======== PASSAGE GIVEN ========

Hyperinflating about a real, but limited far right populism problem in Ukraine ignores that it’s common to all European democracies. But it’s smaller in the bottom-up civic nationalist society of Ukraine than in more mono-ethnic European states. Does western Ukraine have a history of fascist ethno-nationalism represented by the figure of Stepan Bandera? Certainly. Is it an essentialistic and immutable feature of Ukrainian political identity? If it were Ukraine would never have elected a native Russian speaking Jew with 73% of the vote.

This Ukrainian’s 2019 Quora post about Bandera, Zelenskiy and Ukrainian nationalism paints a much more nuanced and realistic picture than the caricature of Code Pinkos’ and John Wight’s imagination:

“If Zelensky really supported Bandera, it would mean his undoing. Zelensky is a comedian, speaking mostly Russian, and a Jew….For Bandera those are enough reasons that Zelensky must not exist in Ukraine. As far as I remember the poll of early 2019 or late 2018, a bit more Ukrainian citizens dislike Bandera than like him. Bandera support never wins you majority of Center, South, and East of Ukraine. They never needed Bandera, he is nothing for them at best, rather an enemy. Most of my family, except one insane alcoholic, never said a good word about Bandera or his followers. More to it, to stand for Bandera means to be at odds with every neighbor country of Ukraine — what most Ukrainians need not. The more you support Bandera, the less votes you win in all-Ukrainian elections, as only in the West majority is really supportive of Bandera praisers. Zelensky faces an impossible job: he tries to win support in different ends of Ukraine, which were and are antagonists in their political choices. He may say that he likes Bandera, but that will cost him votes, and if he really supported Bandera, he wouldn’t win the elections.

P.S. Disclaimer: I voted for Zelensky in presidential elections, but just to bring down Poroshenko. I don’t like Zelensky and I’m not going to vote for his party in the parliament elections. If I believed that Zelensky really supports Bandera, I wouldn’t vote for him in any case.

I’ve had arguments with a Ukrainian friend about Bandera as an unacceptable hero. My American veteran friend in Kyiv married to a Ukrainian from Zelenskiy’s home town of Kryvih Rih says those in the center, south and east hate the Bandera hero worship of some westerners. Bandera support is clearly far less than the crazy Trumpster uncles at Thanksgiving dinner tables in America or Leghisti in Milan or Turin.

======== COLLECTED MATERIAL ========

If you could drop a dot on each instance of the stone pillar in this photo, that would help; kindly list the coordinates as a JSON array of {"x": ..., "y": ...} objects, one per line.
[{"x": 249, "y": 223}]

========

### WHAT TO DO
• 1. Copy the Bandera passage word for word, starting at "Hyperinflating about a" and ending at "of the vote.".
• 2. Please list every city named in the Bandera passage.
Nothing in the listing matters here.

### ANSWERS TO THE EXERCISE
• 1.
Hyperinflating about a real, but limited far right populism problem in Ukraine ignores that it’s common to all European democracies. But it’s smaller in the bottom-up civic nationalist society of Ukraine than in more mono-ethnic European states. Does western Ukraine have a history of fascist ethno-nationalism represented by the figure of Stepan Bandera? Certainly. Is it an essentialistic and immutable feature of Ukrainian political identity? If it were Ukraine would never have elected a native Russian speaking Jew with 73% of the vote.

• 2. Kyiv, Kryvih Rih, Milan, Turin